## ACTIVITY A
Answer these questions using the article on inmate suicides in North Carolina.
(i) How many inmates in North Carolina committed suicide in 2018?
(ii) How many years before this article's news did the North Carolina prison system release its plan to prevent inmate suicides?
(iii) What kind of reporter is Gavin Off?
## ACTIVITY B
Return a passage copied word for word from the article on inmate suicides in North Carolina, beginning at the words "Inmate Suicides In" and stopping after "leave suicide watch.".

## TEXT FOR ANALYSIS
○ ○ ○

Inmate Suicides In North Carolina Are On The Rise

Jan 22, 2019

A record number of inmates killed themselves in North Carolina last year. Twelve inmates committed suicide in 2018, compared to six in 2017 and seven the year before. State prison officials are now forming a suicide prevention task force to address the issue.

This comes three years after the North Carolina prison system released a plan to prevent inmate suicides which included training staff to recognize the signs of suicidal tendencies, conducting mock suicide drills and more frequent monitoring of inmates after they leave suicide watch.

Host Frank Stasio talks to The Charlotte Observer reporters Gavin Off and Ames Alexander about their work on inmate suicide in the state. Off is a data reporter and Alexander is an investigative reporter.

○ ○ ○

(Point-per-instance localization data)
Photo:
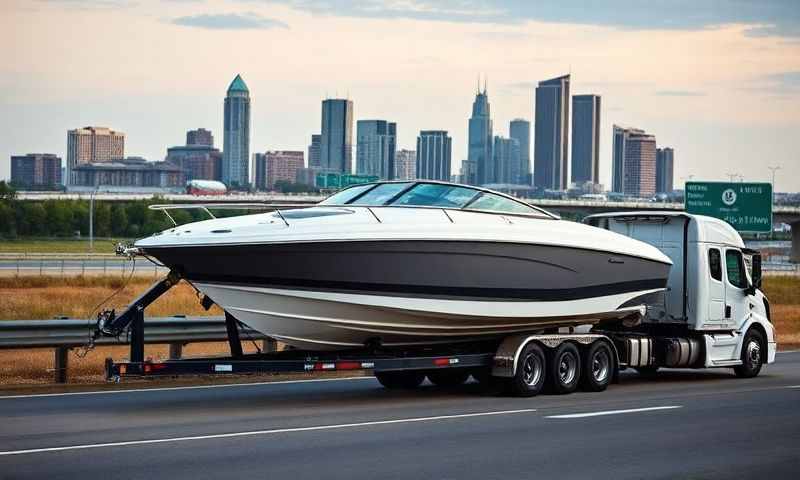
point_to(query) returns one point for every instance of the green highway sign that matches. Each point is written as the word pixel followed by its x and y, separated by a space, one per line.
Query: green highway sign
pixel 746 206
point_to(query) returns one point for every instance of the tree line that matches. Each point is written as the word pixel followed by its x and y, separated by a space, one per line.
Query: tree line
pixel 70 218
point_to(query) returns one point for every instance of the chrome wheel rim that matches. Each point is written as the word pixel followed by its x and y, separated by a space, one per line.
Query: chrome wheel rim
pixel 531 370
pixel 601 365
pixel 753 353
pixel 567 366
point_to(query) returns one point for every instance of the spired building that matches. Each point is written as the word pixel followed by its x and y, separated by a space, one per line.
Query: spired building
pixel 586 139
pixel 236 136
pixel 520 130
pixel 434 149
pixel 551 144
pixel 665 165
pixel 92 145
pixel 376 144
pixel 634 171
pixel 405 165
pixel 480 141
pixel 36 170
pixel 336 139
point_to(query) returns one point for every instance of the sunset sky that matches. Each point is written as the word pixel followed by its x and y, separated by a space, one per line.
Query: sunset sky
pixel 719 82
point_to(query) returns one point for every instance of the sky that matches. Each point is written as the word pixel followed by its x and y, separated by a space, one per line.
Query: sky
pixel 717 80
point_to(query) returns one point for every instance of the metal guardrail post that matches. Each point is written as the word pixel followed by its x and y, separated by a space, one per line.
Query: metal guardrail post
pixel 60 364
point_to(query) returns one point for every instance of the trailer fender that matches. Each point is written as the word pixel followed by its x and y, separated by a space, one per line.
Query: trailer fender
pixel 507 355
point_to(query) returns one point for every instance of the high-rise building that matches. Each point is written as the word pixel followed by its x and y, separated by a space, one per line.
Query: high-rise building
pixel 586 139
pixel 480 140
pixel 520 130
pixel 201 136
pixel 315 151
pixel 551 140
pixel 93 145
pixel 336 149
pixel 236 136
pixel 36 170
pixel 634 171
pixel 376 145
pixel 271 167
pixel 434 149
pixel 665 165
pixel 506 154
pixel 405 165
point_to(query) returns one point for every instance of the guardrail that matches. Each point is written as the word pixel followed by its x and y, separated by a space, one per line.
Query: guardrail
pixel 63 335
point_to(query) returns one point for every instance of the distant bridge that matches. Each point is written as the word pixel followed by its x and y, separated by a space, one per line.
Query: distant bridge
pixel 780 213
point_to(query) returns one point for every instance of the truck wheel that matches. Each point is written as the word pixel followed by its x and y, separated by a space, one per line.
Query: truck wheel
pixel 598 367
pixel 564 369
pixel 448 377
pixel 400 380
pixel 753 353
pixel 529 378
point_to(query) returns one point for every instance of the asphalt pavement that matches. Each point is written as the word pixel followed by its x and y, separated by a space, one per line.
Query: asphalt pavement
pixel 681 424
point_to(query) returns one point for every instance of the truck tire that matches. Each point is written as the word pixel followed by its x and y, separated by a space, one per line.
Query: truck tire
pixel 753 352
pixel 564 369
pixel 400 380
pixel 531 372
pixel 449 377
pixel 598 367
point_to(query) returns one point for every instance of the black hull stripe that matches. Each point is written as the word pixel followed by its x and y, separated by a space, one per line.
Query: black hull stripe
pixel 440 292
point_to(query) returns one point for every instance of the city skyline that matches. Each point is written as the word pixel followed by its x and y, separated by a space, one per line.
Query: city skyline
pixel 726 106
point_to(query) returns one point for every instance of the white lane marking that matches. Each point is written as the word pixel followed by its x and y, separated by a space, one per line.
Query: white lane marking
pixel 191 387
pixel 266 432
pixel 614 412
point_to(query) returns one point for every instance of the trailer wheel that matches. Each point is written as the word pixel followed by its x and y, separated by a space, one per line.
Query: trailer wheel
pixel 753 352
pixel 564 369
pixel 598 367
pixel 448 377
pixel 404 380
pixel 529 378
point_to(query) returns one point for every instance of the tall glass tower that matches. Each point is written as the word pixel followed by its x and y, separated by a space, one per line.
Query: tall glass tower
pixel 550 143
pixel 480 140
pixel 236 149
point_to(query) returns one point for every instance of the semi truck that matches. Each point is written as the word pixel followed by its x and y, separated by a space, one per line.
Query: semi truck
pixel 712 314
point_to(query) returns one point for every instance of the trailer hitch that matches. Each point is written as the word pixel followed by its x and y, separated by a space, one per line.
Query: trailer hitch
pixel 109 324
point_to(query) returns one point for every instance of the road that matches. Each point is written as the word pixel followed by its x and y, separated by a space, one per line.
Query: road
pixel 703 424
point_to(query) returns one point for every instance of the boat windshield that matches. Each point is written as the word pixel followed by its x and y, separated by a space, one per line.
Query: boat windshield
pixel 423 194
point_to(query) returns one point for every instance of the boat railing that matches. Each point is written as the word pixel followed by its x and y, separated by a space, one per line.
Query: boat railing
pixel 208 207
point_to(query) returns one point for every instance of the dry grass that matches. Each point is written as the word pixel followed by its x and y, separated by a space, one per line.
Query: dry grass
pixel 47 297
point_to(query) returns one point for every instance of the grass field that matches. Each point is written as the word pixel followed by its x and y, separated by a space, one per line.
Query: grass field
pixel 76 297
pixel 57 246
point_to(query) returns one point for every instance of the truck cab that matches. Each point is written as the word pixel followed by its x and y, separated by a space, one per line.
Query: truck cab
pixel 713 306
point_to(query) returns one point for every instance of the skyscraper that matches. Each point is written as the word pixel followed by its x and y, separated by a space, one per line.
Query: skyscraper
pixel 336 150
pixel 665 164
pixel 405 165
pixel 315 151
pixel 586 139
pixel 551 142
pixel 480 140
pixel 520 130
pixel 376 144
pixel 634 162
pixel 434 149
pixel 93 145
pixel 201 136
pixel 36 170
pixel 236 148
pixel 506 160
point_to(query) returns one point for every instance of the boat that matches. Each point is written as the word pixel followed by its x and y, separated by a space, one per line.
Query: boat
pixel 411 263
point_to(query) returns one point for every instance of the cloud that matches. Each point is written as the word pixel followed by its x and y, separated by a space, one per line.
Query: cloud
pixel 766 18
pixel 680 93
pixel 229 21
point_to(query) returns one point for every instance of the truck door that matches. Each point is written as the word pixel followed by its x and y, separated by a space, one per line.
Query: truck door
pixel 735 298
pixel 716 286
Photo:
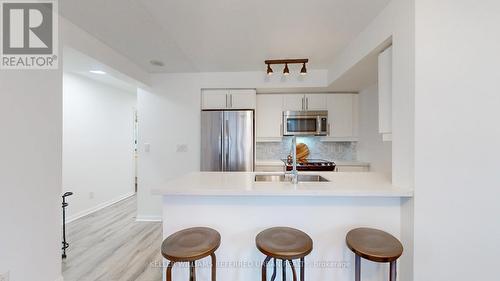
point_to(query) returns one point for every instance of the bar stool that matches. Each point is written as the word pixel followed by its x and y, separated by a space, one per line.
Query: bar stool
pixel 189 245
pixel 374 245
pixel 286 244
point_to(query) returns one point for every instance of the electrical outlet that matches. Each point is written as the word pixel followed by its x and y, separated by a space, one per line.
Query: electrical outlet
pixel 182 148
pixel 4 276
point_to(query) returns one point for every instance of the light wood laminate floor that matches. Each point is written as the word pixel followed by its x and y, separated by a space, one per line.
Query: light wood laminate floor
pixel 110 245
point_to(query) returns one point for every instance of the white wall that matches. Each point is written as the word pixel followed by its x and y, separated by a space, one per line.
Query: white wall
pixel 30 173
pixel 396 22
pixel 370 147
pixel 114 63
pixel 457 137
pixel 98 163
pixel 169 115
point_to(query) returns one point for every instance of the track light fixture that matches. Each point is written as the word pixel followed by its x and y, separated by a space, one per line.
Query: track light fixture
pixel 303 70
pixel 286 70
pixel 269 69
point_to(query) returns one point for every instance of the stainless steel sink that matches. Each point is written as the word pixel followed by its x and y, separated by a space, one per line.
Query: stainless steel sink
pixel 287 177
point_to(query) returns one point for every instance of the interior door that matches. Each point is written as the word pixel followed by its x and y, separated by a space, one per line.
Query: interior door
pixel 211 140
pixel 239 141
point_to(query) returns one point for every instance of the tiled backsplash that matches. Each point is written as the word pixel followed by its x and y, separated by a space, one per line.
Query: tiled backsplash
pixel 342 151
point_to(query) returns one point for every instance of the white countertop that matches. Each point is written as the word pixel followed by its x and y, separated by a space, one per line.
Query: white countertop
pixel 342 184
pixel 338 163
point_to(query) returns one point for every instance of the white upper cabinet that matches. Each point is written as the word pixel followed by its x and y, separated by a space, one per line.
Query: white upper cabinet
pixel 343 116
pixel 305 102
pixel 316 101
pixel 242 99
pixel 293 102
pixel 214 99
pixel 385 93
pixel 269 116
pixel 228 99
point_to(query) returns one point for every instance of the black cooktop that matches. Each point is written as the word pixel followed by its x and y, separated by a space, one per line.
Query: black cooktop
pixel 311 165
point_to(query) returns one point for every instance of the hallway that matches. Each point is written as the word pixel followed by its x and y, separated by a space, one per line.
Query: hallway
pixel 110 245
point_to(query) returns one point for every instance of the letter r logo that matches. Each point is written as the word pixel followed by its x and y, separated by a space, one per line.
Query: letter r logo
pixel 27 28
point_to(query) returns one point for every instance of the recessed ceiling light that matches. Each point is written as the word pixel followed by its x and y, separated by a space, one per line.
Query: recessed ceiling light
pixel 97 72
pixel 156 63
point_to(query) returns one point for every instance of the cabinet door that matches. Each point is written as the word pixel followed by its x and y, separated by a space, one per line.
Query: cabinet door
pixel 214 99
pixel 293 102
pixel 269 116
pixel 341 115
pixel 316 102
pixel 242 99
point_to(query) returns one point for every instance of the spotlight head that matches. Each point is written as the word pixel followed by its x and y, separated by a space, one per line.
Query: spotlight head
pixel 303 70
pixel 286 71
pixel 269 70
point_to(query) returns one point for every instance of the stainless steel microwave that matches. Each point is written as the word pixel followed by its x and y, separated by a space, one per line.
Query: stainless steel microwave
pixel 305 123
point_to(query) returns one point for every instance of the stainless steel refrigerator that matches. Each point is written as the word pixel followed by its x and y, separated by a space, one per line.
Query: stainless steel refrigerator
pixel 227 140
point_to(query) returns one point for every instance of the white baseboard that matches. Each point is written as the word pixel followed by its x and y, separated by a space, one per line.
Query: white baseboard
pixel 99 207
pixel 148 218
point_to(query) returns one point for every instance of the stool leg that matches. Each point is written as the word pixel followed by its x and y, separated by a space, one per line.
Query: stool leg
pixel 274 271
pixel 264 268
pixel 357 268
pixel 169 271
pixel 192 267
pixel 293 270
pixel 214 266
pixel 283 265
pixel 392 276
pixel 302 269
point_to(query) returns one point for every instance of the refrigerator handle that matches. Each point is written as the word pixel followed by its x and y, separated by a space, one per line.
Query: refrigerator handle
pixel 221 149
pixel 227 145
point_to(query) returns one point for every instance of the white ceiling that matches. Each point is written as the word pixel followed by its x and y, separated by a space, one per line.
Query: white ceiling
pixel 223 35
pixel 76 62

○ ○ ○

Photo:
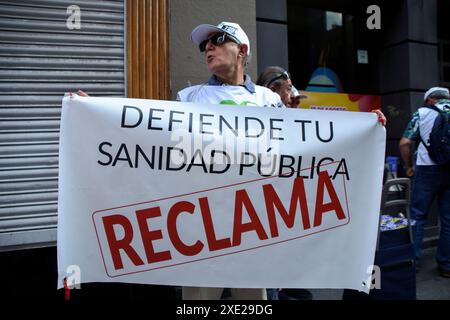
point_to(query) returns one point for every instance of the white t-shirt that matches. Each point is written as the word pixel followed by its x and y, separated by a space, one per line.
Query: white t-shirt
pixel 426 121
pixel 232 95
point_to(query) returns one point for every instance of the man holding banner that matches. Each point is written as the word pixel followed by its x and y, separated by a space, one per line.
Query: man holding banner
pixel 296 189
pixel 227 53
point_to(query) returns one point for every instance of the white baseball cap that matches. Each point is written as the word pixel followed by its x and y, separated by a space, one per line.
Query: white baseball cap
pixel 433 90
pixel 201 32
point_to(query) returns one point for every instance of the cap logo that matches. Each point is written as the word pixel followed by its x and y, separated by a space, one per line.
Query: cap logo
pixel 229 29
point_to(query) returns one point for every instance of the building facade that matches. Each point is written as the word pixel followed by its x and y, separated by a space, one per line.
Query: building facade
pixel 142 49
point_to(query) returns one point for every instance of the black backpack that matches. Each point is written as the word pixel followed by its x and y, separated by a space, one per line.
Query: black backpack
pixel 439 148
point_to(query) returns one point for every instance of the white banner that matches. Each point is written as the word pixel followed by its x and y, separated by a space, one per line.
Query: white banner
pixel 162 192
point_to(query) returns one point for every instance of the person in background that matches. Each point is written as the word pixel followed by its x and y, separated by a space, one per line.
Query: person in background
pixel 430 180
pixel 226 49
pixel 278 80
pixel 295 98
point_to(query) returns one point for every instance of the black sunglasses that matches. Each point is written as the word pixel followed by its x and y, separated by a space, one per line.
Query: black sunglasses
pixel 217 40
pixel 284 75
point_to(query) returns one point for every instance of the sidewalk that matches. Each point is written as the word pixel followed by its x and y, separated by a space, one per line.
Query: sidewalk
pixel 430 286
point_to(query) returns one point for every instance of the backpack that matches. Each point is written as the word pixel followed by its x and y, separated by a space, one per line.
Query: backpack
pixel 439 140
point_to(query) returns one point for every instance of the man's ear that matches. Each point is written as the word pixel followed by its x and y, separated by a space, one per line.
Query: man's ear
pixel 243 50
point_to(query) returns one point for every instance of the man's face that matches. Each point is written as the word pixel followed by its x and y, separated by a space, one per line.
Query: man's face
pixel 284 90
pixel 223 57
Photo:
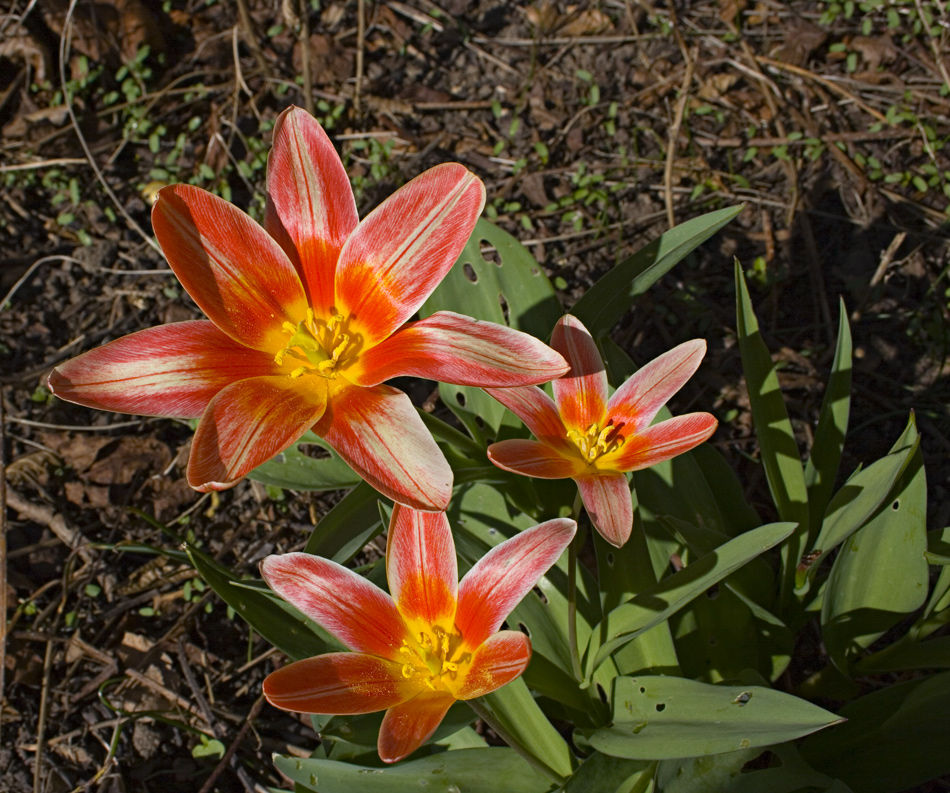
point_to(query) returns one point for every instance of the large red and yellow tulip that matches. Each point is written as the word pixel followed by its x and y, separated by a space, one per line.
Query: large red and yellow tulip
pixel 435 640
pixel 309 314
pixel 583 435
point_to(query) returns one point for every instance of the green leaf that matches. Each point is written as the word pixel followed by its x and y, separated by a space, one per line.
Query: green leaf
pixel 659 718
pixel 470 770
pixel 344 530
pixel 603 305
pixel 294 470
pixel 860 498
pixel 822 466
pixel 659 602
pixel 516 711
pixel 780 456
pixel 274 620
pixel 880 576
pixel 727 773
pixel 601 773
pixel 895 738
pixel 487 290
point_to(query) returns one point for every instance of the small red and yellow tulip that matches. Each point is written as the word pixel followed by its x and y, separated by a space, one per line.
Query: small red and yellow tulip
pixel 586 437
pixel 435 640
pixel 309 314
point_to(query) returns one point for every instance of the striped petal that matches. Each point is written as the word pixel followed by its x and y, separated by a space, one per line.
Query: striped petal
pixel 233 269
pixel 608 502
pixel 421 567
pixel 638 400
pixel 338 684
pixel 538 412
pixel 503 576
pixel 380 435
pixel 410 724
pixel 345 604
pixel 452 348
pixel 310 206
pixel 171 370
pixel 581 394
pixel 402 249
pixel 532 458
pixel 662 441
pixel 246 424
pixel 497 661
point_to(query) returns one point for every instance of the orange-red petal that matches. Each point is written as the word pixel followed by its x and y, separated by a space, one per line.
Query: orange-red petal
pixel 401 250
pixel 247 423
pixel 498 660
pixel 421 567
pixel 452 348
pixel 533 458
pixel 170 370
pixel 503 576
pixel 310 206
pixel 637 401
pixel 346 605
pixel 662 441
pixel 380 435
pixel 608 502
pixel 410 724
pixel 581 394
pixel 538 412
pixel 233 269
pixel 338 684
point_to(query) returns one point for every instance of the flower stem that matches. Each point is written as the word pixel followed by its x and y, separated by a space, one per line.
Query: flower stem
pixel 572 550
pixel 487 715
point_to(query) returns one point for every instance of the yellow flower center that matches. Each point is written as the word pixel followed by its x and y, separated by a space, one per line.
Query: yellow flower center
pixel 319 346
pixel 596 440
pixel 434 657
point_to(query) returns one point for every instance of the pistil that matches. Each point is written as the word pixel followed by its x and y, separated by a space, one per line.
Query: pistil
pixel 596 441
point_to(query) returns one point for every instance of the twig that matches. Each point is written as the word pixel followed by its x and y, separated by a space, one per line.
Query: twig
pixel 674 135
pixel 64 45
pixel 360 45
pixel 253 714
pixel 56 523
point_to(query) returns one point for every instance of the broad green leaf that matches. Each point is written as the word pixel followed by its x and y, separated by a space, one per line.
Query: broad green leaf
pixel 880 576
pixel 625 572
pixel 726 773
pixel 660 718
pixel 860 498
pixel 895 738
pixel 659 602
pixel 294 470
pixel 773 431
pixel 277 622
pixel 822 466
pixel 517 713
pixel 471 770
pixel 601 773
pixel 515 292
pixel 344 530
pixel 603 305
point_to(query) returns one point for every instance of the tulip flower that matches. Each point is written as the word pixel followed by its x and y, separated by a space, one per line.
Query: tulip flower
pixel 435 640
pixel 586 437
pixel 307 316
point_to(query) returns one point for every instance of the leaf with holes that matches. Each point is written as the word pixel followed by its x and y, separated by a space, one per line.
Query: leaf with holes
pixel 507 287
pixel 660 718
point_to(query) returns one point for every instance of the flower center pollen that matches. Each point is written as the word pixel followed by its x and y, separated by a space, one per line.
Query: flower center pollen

○ ○ ○

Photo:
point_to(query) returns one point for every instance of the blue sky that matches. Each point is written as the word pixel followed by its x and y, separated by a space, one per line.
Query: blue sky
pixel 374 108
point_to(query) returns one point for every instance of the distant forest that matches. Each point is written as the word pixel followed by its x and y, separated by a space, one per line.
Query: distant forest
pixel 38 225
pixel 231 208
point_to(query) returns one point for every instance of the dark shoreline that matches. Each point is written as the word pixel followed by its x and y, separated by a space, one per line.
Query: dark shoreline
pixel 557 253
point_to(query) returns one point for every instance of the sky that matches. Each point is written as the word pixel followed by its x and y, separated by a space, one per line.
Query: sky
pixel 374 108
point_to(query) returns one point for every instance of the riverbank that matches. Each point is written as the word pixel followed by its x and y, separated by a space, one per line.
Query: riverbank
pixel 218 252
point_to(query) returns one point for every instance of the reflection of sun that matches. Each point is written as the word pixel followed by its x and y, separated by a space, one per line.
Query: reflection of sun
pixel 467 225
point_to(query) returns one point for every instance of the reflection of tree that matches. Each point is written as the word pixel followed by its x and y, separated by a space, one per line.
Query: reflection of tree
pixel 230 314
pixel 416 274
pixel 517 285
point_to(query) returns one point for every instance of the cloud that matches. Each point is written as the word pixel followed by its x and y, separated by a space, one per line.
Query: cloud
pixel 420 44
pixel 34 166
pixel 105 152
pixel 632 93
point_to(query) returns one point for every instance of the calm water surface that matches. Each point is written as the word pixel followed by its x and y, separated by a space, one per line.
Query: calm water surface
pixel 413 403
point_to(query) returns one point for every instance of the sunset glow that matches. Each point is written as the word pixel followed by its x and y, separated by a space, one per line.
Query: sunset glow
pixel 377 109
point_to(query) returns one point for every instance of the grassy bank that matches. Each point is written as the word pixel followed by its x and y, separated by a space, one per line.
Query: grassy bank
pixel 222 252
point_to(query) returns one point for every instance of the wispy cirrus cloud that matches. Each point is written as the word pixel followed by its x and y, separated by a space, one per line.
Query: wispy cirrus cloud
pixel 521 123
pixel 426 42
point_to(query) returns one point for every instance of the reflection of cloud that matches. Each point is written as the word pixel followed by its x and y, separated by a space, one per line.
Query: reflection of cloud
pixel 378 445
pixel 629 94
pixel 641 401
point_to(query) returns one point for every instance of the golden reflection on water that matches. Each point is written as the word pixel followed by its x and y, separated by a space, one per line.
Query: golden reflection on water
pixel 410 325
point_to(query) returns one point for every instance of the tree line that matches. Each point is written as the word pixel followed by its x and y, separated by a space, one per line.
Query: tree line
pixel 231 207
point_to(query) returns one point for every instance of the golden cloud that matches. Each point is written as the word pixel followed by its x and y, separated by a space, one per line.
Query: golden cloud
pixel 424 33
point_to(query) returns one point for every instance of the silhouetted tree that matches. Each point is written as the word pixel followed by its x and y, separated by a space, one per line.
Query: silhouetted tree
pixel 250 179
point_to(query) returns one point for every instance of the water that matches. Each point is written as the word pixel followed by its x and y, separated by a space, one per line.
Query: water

○ ○ ○

## OUTPUT A
(i) Twelve
(ii) Three years
(iii) A data reporter

## OUTPUT B
Inmate Suicides In North Carolina Are On The Rise

Jan 22, 2019

A record number of inmates killed themselves in North Carolina last year. Twelve inmates committed suicide in 2018, compared to six in 2017 and seven the year before. State prison officials are now forming a suicide prevention task force to address the issue.

This comes three years after the North Carolina prison system released a plan to prevent inmate suicides which included training staff to recognize the signs of suicidal tendencies, conducting mock suicide drills and more frequent monitoring of inmates after they leave suicide watch.